[[ PASSAGE TO READ, beginning ]]

Protective Effect of Glycine and Tri-Methyl Glycine (Betaine) Against Heavy Metals-Induced Oxidative Stress in Liver-Derived Post-Nuclear Supernatant (PNS)

Abstract

Heavy metals are environmental pollutants which pose toxicity toward biological systems. Most organs are susceptible to heavy metals-induced toxicity. Hence, finding protective agents against heavy metals-induced toxicity is valuable. The post-nuclear supernatant (PNS) has been accepted as an in vitro model for assessing xenobiotic-induced toxicity toward biological systems. Monitoring the toxic effects of a large number of xenobiotics in a short time is one of the superiorities of PNS system. The goal of the present study was to validate the PNS as an in vitro model for investigating the effect of heavy metals (Cd, Co, Cu, Fe, As, Hg, Cr, and Pb)-induced toxicity and evaluating the potential protective effects of glycine and betaine. Markers of oxidative stress including ROS formation, lipid peroxidation and glutathione content in addition of succinate dehydrogenase activity (MTT test) were monitored in the presence of heavy metals alone or in combination with glycine (1 mM) and betaine (100 µM). Our results suggest that PNS preparations can be used as an appropriate model for future investigation of xenobiotics-induced toxicity and estimation of the protective properties of different agents. Indeed, further evaluations in other experimental models could reveal the protective properties of betaine and glycine against heavy metals-induced organ injury.

[[ PASSAGE TO READ, end ]]
[[ DATA UNDER STUDY, beginning ]]

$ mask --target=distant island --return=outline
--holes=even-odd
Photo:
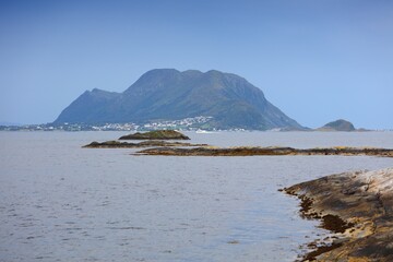
[[[216,70],[175,69],[151,70],[123,93],[86,91],[53,124],[145,124],[199,116],[207,121],[194,127],[206,130],[305,130],[243,78]]]
[[[332,122],[326,123],[325,126],[317,129],[317,131],[344,131],[344,132],[350,132],[355,131],[355,127],[352,122],[338,119]]]
[[[338,119],[332,122],[326,123],[325,126],[315,129],[314,131],[323,131],[323,132],[366,132],[371,131],[367,129],[356,129],[355,126],[344,119]]]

[[ DATA UNDER STUDY, end ]]

TASK ITEM =
Answer these questions from the abstract on glycine and betaine:
1. Which heavy metals did the study test?
2. At what concentrations were glycine and betaine used?
3. What advantage of the PNS system does the abstract name?
The listing comes from a separate source that has no connection to the text.

EXERCISE OUTPUT =
1. Cd, Co, Cu, Fe, As, Hg, Cr, and Pb.
2. Glycine was used at 1 mM and betaine at 100 µM.
3. It can monitor the toxic effects of a large number of xenobiotics in a short time.